* INSTRUÇÕES DA TAREFA: Troque "limestone cliff" por "sandstone cliff" no trecho que vai da linha com "query (the noun phrase to segment): **limestone" até a linha com "MULTIPOLYGON (((1214 511, 1004", reproduzindo todo o restante sem alteração. Omita as imagens na resposta.

* REGISTROS DE DADOS:
───
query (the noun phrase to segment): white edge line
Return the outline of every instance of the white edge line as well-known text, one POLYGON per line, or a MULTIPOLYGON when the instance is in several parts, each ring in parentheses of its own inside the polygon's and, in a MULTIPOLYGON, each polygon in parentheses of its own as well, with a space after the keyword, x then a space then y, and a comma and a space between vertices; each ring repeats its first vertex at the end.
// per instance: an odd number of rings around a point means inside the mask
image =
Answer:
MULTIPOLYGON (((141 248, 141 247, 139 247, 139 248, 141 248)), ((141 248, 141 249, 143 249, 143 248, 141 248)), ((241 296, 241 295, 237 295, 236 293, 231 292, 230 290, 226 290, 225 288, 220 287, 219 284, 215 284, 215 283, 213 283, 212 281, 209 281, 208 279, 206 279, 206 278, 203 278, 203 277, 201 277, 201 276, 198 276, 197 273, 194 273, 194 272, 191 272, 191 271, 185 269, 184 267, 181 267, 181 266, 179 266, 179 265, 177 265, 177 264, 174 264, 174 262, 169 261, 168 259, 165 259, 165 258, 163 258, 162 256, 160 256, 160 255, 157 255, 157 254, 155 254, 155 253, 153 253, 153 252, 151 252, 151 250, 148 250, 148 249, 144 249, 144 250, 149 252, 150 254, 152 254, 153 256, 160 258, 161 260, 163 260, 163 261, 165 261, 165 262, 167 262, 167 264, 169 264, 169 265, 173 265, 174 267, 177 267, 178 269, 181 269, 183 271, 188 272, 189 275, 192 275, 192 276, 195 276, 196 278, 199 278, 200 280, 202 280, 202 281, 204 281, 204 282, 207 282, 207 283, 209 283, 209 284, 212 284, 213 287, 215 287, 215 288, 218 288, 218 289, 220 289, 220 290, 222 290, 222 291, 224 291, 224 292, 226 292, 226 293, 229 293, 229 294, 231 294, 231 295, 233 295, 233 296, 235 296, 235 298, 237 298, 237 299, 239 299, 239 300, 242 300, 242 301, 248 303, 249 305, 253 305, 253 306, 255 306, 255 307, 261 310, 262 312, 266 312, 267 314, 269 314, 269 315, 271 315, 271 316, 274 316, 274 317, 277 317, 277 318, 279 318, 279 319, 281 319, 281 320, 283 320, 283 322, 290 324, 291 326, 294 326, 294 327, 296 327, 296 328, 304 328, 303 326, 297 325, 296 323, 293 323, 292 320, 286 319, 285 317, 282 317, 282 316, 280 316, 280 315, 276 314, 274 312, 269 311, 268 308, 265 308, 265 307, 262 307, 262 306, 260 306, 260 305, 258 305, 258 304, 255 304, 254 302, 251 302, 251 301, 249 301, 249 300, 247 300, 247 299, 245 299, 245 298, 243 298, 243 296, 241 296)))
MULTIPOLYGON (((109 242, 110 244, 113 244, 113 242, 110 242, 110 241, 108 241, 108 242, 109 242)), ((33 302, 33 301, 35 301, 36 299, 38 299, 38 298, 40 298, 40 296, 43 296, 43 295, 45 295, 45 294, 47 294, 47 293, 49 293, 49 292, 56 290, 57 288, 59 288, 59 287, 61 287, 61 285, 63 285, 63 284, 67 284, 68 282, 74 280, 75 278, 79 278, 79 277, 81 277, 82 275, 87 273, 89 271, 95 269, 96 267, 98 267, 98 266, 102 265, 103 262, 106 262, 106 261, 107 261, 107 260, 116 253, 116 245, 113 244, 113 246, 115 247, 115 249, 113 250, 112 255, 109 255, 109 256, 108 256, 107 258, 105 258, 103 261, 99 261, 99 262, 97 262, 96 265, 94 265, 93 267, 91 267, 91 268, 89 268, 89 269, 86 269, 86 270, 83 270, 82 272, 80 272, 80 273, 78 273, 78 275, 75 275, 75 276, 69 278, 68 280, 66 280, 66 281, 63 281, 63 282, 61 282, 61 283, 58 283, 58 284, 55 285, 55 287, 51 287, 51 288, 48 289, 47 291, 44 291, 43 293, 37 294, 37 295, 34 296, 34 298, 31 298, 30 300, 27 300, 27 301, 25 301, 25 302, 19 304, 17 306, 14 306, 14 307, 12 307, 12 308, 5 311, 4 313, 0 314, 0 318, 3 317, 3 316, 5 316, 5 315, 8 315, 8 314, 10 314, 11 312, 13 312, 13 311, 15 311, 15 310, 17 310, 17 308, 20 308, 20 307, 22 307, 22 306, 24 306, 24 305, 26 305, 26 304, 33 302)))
───
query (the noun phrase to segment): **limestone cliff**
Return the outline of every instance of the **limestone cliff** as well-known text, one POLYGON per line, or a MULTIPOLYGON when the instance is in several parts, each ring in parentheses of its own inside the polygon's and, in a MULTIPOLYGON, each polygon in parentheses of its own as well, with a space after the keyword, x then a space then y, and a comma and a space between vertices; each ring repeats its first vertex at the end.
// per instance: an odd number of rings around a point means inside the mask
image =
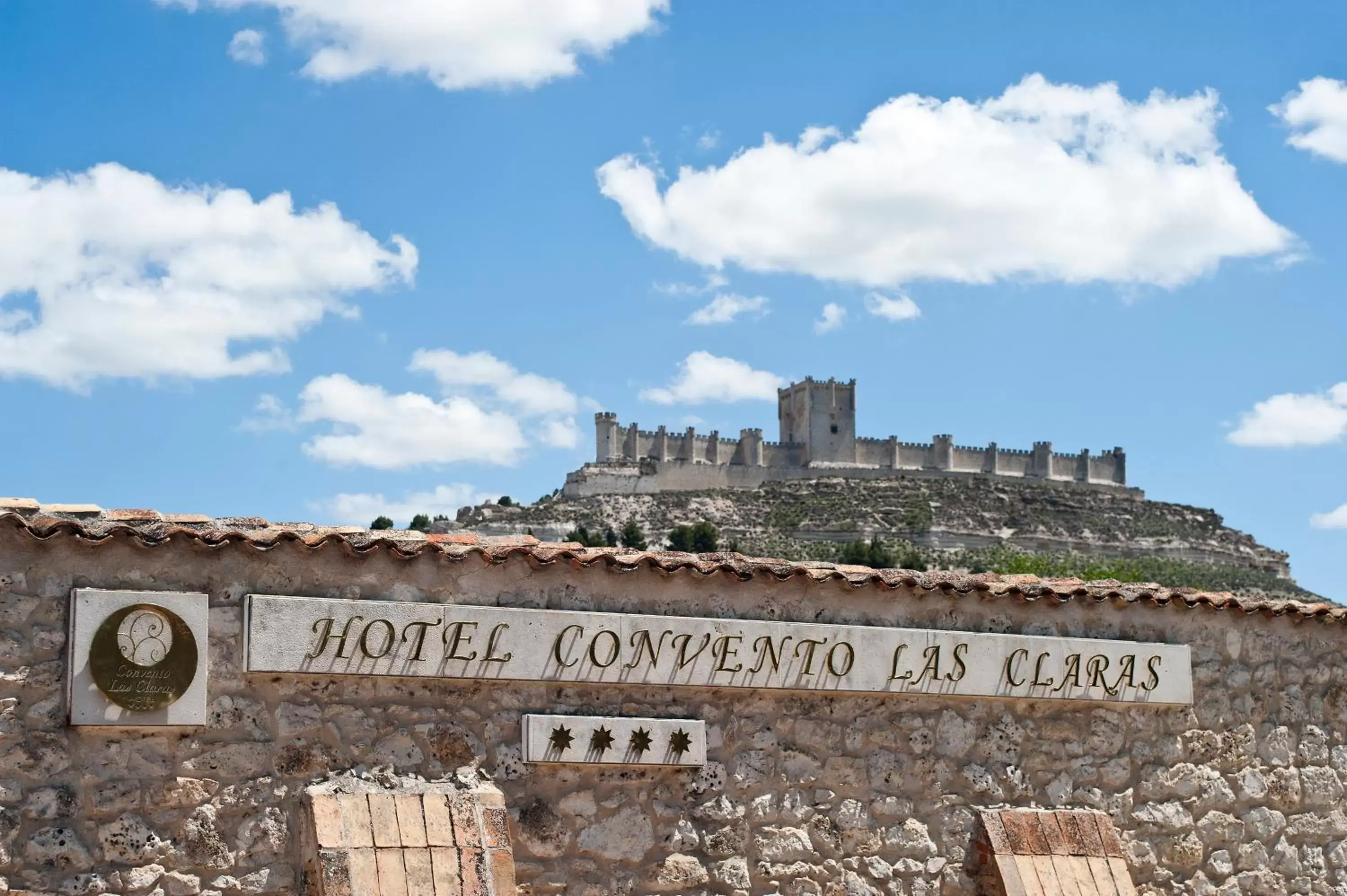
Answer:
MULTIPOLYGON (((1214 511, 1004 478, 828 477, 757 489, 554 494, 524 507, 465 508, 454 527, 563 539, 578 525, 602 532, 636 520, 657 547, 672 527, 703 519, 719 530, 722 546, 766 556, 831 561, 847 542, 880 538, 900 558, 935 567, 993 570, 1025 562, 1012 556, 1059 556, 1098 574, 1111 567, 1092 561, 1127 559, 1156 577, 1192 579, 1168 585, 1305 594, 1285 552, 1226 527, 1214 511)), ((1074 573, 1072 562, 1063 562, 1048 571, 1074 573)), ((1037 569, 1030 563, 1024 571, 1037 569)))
───
* RESPOSTA DA TAREFA:
query (the noun phrase to segment): **sandstone cliff**
Return the outline of every instance of the **sandstone cliff** as well-known text, one POLYGON per line, or a MULTIPOLYGON when the instance is in several parts, each ring in parentheses of its own inside the polygon's and, in a MULTIPOLYGON, each polygon in parentheses of its own as well, with a space after the keyword, x then a space then y, and a comma and a space between vertices; each ring repeats its first vertex at the end.
// per instance: an odd number of rings around a point means inside the mask
image =
Answer:
MULTIPOLYGON (((1214 511, 1004 478, 828 477, 757 489, 554 494, 524 507, 465 508, 454 527, 563 539, 578 525, 602 532, 636 520, 657 547, 672 527, 703 519, 719 530, 722 546, 766 556, 831 561, 847 542, 880 538, 900 558, 935 567, 993 570, 1025 562, 1012 556, 1059 556, 1098 574, 1111 567, 1092 561, 1127 559, 1156 577, 1192 579, 1168 585, 1305 594, 1285 552, 1226 527, 1214 511)), ((1074 573, 1072 562, 1063 562, 1048 571, 1074 573)), ((1037 569, 1030 563, 1024 571, 1037 569)))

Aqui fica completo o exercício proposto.